== Description of the task ==
Take the line containing "For the benchmark, mark every instance of the hearse" and all lines after it to the end of the records, and output them exactly.

** Start of Given records **

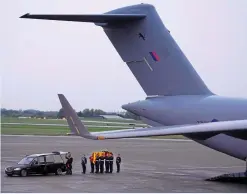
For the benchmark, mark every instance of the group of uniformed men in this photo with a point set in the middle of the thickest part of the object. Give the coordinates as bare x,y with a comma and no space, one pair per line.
100,162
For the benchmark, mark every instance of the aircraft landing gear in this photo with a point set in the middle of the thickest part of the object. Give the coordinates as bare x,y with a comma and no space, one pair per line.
240,177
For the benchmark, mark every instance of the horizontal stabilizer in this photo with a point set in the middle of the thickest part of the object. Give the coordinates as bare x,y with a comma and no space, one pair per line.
95,18
214,127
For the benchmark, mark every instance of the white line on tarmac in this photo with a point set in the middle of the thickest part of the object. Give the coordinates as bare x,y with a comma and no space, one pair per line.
204,167
62,136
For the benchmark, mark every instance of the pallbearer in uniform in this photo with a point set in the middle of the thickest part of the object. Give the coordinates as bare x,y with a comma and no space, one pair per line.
118,162
107,162
102,158
92,164
111,158
97,163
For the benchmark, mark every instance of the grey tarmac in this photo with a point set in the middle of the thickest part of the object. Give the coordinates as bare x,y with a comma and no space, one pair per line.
148,166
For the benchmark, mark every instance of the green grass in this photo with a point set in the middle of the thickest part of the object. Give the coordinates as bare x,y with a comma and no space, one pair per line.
41,130
59,121
23,129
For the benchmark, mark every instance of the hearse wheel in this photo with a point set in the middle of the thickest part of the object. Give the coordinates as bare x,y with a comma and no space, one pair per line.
23,172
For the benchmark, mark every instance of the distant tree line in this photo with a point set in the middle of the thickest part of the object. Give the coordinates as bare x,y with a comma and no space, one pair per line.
59,114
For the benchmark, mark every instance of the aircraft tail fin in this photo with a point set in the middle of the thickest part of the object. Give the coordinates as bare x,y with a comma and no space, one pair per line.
147,47
101,19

** End of Given records **

== Output for this exercise ==
For the benchmark, mark every instance of the hearse wheel in this photo with a point set in the middle of the thickest part of the object. Give the coordinates as bare x,y with a comma and no space, one pair per line.
23,172
For the benchmark, mark every instance of the distant tree line in this photo with a point set in the middle of the thickest part of the object. Give the coordinates as bare x,y with a comma and no space, one pair per line.
59,114
For the benchmark, mark every instance of the aircraft tail fin in this photo with a point set in the middle of the thickest part of the object. Give the coordinates as bare x,y with a comma and no space, one pair per line.
147,47
101,19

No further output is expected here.